Items from a dataset:
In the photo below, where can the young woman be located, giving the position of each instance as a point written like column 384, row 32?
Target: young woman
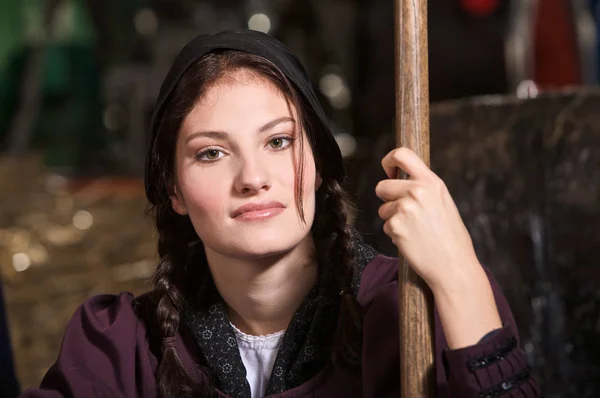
column 263, row 288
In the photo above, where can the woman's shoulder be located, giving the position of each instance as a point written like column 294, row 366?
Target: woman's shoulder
column 379, row 272
column 109, row 314
column 105, row 351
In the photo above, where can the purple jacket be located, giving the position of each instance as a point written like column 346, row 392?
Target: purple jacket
column 106, row 353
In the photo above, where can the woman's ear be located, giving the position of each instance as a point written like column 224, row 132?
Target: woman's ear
column 318, row 181
column 177, row 201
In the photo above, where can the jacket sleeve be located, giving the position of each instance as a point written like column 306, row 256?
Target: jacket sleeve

Task -
All of the entries must be reproduced exactly, apart from the pictures, which are to be dropped.

Reply to the exercise -
In the photo below, where can the young woman be located, giving the position of each instance as a point written like column 384, row 32?
Target: young woman
column 263, row 288
In the photo above, where can the woman's shoulder be located, giving the position of each instance as a point written like column 294, row 366?
Target: woman's shoulder
column 379, row 272
column 109, row 314
column 105, row 351
In the photo above, where can the purple jacket be located, giving the position of each instance as a point written like column 346, row 392?
Target: purple jacket
column 106, row 353
In the photo above, where can the woman's ear be located, giving the position of each instance as a point written like column 224, row 132?
Target: woman's ear
column 318, row 181
column 177, row 201
In the photo above, where can the jacket sleeve be located, giving the position of each instance as a point written like column 306, row 256?
Target: jacket sleeve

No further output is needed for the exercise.